◆ WHAT YOU HAVE TO DO:
Rewrite the entries below with "instance" changed to "occurrence" and everything else left the same. Leave the pictures out.
● ● ● ●
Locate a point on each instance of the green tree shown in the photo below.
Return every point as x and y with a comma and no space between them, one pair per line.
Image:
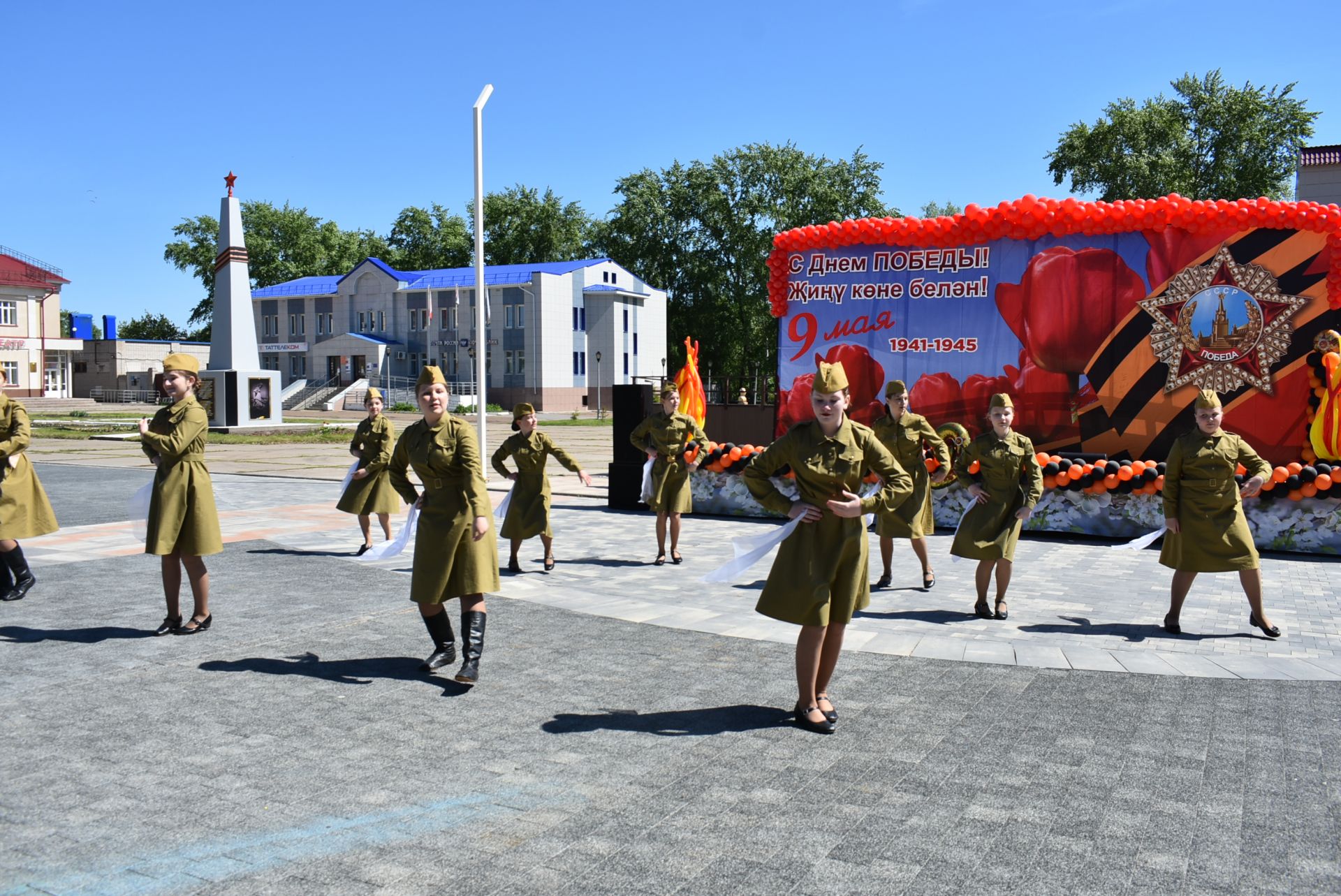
520,227
703,233
425,239
151,326
932,210
282,244
1210,141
● ● ● ●
◆ TASK RESPONSE:
Locate a point on each occurrence of the green tree shown in the photo below.
Return every point as x and y with a comma and no space between them, one pair per line.
Image:
520,227
703,233
425,239
151,326
932,210
282,244
1210,141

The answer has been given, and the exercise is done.